[Region pointing data]
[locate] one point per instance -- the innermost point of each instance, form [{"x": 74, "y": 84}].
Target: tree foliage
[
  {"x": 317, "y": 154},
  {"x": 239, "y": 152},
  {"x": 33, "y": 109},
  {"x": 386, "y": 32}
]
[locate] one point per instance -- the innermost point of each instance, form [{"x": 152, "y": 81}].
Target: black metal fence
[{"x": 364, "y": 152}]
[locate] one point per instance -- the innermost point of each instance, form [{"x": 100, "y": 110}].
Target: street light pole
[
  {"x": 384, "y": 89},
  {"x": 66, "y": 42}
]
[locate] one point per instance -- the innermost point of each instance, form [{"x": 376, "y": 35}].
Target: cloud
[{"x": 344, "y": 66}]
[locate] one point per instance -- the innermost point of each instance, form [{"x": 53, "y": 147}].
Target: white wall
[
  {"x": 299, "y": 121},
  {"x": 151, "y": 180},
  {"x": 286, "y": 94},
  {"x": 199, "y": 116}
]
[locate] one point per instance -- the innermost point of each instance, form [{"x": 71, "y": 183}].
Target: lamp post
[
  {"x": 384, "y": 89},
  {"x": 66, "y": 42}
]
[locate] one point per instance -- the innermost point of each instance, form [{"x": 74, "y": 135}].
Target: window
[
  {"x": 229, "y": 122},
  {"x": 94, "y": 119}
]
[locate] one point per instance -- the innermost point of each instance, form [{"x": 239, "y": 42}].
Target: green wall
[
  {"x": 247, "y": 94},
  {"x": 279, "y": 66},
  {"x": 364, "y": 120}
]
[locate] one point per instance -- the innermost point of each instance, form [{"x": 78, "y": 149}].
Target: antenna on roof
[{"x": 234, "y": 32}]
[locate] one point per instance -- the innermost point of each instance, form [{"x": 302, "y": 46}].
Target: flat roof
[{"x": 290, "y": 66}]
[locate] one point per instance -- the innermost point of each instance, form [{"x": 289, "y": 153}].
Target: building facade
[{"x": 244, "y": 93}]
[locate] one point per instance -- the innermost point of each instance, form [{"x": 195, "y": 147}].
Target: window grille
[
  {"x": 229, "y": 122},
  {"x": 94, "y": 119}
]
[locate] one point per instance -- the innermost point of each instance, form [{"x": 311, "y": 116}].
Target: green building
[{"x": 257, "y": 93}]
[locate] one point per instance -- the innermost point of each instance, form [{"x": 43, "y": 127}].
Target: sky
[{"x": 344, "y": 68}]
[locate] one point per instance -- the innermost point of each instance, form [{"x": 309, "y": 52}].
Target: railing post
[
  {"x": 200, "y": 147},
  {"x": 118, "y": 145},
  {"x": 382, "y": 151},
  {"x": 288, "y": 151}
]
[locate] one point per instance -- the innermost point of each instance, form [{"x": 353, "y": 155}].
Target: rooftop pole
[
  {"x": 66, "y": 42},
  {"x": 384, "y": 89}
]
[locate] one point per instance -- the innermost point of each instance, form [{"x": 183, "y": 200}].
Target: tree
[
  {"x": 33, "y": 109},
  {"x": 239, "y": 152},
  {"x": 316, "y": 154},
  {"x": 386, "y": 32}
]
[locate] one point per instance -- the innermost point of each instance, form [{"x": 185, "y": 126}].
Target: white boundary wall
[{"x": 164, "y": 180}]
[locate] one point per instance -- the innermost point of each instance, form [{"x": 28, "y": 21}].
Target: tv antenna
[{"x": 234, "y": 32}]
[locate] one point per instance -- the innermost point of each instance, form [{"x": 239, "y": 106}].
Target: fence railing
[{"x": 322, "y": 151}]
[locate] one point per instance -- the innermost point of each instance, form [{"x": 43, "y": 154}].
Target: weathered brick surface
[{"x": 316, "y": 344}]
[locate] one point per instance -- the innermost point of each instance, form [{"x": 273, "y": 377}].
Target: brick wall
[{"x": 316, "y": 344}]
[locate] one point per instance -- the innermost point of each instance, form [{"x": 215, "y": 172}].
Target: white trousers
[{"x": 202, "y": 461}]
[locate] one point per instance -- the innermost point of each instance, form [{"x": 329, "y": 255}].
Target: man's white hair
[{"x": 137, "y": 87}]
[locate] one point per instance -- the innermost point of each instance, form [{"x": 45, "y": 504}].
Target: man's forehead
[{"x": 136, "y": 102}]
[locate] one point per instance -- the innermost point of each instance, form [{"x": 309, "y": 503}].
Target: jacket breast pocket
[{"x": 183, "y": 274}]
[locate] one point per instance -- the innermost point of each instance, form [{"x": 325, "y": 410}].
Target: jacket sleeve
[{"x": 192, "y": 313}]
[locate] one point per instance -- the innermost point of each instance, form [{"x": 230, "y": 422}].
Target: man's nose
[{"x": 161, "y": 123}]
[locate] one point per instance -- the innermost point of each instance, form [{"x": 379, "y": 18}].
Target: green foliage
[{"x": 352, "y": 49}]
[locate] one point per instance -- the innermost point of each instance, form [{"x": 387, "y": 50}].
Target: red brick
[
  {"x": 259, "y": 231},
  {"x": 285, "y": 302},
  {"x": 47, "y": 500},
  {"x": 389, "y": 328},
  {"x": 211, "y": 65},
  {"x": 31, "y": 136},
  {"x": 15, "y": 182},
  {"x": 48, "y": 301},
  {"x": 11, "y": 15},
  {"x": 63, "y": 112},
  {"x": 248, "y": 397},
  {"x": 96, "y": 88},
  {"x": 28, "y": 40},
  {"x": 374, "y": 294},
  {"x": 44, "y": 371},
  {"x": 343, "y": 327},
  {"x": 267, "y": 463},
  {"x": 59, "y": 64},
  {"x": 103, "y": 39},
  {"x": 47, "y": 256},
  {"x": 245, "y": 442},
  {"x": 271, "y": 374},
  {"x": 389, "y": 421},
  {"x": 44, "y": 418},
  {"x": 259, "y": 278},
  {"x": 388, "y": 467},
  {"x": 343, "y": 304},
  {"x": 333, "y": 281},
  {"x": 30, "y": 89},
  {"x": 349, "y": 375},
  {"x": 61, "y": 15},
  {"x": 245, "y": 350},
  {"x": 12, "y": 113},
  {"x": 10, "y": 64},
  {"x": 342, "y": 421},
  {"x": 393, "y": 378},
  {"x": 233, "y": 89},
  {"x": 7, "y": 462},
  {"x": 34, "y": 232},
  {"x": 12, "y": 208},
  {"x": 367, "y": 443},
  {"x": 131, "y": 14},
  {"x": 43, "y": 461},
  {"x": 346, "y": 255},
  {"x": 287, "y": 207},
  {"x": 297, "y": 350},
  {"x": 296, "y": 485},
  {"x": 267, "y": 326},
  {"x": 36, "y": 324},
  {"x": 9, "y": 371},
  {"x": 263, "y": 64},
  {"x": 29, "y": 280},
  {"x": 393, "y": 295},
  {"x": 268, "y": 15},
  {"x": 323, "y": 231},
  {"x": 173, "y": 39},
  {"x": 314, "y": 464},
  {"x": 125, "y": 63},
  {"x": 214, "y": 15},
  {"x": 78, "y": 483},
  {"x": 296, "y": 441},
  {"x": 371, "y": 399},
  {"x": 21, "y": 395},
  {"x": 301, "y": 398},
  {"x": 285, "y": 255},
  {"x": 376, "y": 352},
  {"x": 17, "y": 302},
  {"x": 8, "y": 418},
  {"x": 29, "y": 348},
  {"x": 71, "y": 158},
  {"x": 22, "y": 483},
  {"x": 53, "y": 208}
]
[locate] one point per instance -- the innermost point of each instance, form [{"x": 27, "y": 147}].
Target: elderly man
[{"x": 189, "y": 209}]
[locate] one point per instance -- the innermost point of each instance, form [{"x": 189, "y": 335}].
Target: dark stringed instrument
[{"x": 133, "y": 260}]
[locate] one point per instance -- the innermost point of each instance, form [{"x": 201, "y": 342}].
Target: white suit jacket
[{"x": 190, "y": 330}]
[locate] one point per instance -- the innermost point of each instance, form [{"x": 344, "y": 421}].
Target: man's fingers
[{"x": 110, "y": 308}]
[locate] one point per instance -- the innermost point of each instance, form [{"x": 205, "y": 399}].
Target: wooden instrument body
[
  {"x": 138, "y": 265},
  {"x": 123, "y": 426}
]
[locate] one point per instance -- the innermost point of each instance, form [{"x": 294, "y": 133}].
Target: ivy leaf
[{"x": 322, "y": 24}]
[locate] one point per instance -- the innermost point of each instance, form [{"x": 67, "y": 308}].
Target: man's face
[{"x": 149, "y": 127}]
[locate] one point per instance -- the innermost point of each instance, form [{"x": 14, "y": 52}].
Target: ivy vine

◆ Work order: The answer must be an exact copy of the lines from the one containing "Target: dark stringed instrument" through the last line of the records, both included.

◆ Answer box:
Target: dark stringed instrument
[{"x": 133, "y": 260}]
[locate] one point per instance -- the innermost point of each instance, form [{"x": 201, "y": 342}].
Target: white suit jacket
[{"x": 190, "y": 330}]
[locate] one point per instance -- the innermost point of each instance, form [{"x": 344, "y": 421}].
Target: man's fingers
[{"x": 110, "y": 308}]
[locate] one point per instance -- the innermost point of each instance, form [{"x": 205, "y": 399}].
Target: wooden instrument body
[
  {"x": 138, "y": 265},
  {"x": 123, "y": 426}
]
[locate] one point per instance -- the innermost point of each instance, form [{"x": 294, "y": 133}].
Target: ivy leaf
[{"x": 322, "y": 24}]
[locate] one point per instance -- the innermost point of each instance, form [{"x": 67, "y": 308}].
Target: man's face
[{"x": 149, "y": 127}]
[locate] one point per instance -- the innermost point of each instance, form [{"x": 14, "y": 52}].
Target: ivy vine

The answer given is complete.